--- REQUIREMENT ---
Update the lines below by replacing each "football" with "soccer", and keep all other text the same.

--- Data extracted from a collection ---

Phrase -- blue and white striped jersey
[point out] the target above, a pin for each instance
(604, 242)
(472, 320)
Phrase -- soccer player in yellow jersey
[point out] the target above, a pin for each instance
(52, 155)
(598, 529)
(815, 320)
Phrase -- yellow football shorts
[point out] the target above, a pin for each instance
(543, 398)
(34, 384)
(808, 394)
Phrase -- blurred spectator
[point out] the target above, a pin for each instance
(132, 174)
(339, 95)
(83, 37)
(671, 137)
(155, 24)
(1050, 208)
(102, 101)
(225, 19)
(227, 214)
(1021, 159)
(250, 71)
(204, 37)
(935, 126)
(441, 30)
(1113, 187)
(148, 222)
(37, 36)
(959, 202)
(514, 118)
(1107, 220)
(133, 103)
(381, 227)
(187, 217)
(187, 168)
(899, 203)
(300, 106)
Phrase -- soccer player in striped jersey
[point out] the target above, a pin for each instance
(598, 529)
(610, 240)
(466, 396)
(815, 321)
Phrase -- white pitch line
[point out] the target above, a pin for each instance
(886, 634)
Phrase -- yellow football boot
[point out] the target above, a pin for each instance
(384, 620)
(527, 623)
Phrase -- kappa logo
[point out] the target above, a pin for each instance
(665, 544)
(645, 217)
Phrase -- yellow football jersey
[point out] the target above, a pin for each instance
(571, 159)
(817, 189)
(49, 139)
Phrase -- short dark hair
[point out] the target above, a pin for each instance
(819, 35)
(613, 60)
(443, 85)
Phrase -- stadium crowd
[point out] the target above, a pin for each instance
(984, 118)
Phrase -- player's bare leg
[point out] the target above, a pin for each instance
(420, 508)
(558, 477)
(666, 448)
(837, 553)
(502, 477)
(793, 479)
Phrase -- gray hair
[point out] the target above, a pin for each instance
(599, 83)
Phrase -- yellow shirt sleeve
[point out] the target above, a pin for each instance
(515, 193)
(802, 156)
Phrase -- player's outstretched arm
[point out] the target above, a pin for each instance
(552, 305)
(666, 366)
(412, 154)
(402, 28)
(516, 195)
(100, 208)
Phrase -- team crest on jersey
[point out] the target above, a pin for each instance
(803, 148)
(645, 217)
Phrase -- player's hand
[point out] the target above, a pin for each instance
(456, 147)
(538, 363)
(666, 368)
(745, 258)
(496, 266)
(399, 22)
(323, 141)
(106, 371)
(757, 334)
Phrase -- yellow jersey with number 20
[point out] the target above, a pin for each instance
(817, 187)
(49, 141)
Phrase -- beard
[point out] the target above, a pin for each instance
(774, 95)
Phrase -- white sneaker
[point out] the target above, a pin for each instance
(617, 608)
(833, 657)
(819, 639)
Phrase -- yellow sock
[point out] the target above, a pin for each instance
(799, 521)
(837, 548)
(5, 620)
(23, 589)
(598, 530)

--- REPLY TO THE EXERCISE ---
Phrase -- blue and white striped jersey
[point out] the target above, a pin for each instance
(604, 242)
(472, 320)
Phrase -- soccer player in yellow jersey
[point out] the target above, a pin for each instance
(52, 155)
(598, 529)
(815, 320)
Phrase -- yellow soccer shorts
[point out] the target above, a pin for each instance
(543, 398)
(34, 384)
(808, 394)
Phrase -- blurred spectator
[point out] the target above, a pin for each instance
(132, 174)
(339, 95)
(83, 37)
(671, 137)
(155, 24)
(1050, 208)
(102, 101)
(225, 19)
(227, 214)
(1021, 159)
(250, 71)
(204, 37)
(935, 126)
(441, 30)
(1113, 187)
(148, 222)
(37, 36)
(959, 202)
(514, 118)
(1107, 220)
(133, 103)
(381, 227)
(187, 217)
(187, 168)
(899, 203)
(300, 106)
Phrase -- soccer player in striped jersey
[point out] the target above, a pin for each instance
(598, 529)
(610, 240)
(466, 396)
(815, 321)
Phrase -- white pitch line
[point out] the target above, a pin for each instance
(886, 634)
Phrase -- yellow soccer boot
[point out] the target above, a pin for each instance
(384, 620)
(527, 623)
Phrase -- kappa logo
[point out] the target above, a pin for each instance
(665, 544)
(645, 217)
Phrase -- yellow soccer jersey
[point out] the target above, a pin for each instance
(571, 159)
(817, 189)
(49, 139)
Phrase -- short dark hair
[point out] the target above, a pin for each instance
(819, 35)
(613, 60)
(443, 85)
Phrase -- stadium crowd
[point out] the target above, a pin for each instance
(984, 118)
Phrase -- player's bare leg
[point out] the target above, a pin for each instance
(420, 508)
(558, 477)
(666, 448)
(837, 553)
(502, 477)
(793, 479)
Phrase -- gray hair
[point out] the target above, a pin for each instance
(599, 83)
Phrase -- yellow shirt sleeve
[point out] the target above, a pin for each instance
(515, 193)
(802, 156)
Phrase -- player's outstretched arm
[point out] the target above, a pin for each instance
(552, 305)
(666, 366)
(412, 154)
(402, 28)
(516, 195)
(100, 208)
Phrase -- team crest on jersey
[point out] the target above, a pin for each instance
(803, 148)
(645, 217)
Phrase -- player's hand
[point out] the target above, a pin for each instance
(456, 147)
(538, 363)
(666, 368)
(745, 258)
(496, 266)
(399, 22)
(323, 141)
(106, 371)
(757, 334)
Phrase -- yellow jersey with number 20
[point out] the target above, a pin for each instance
(817, 187)
(49, 141)
Phrase -- beard
[point out] the target above, a pin for each instance
(774, 95)
Phrase -- white sneaker
[point out] the target above, a pin for each instance
(617, 608)
(833, 657)
(819, 639)
Phrase -- yellow sock
[point out] the target above, a pin for each instance
(799, 521)
(837, 548)
(5, 620)
(23, 589)
(598, 530)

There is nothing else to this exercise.